▼

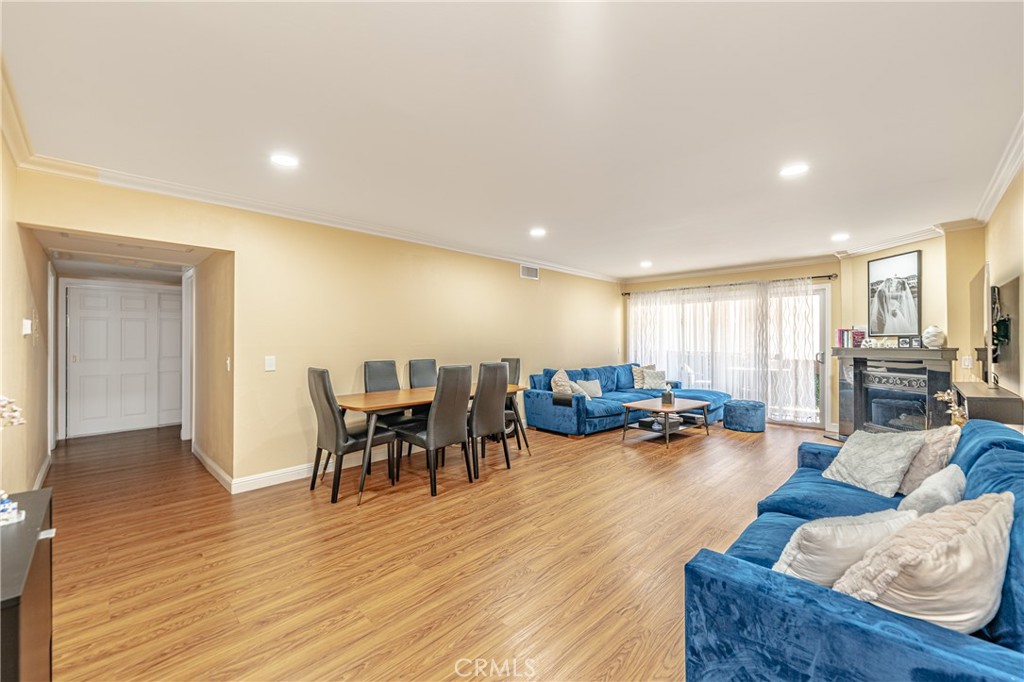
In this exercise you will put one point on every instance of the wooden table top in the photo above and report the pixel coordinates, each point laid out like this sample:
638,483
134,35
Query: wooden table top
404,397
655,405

▲
▼

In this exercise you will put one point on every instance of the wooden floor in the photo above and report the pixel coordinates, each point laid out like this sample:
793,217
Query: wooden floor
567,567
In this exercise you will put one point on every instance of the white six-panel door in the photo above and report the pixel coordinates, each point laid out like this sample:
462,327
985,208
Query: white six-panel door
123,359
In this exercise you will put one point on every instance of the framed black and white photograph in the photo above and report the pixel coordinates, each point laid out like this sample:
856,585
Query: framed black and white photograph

▲
▼

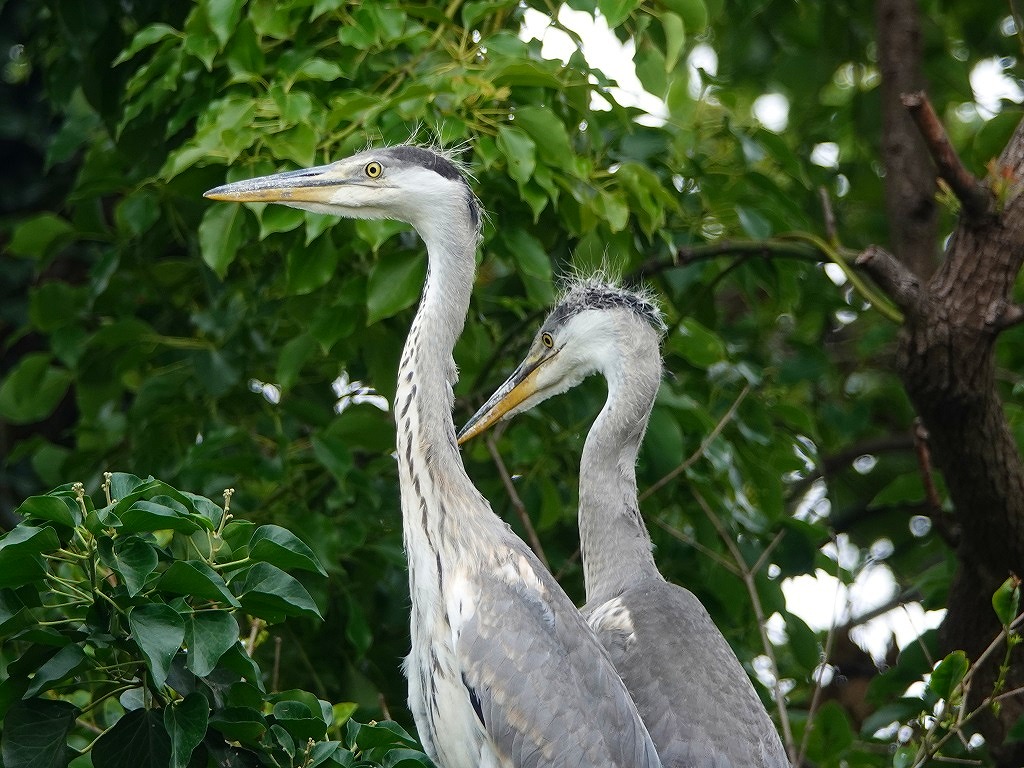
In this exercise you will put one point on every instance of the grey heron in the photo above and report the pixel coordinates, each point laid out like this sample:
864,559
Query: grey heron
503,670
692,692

▲

* _Requirement_
Reproduce the lines starting with the one that contains "of the framed" and going on through the one that contains "Query: framed black and white photograph", with "black and white" changed to "sepia" and nothing else altered.

* _The reply_
In this exercise you will put one point on every instance of the framed sepia photograph in the photo above and report the pixel coordinates, each point laid out like this sample:
856,585
Query: framed sepia photograph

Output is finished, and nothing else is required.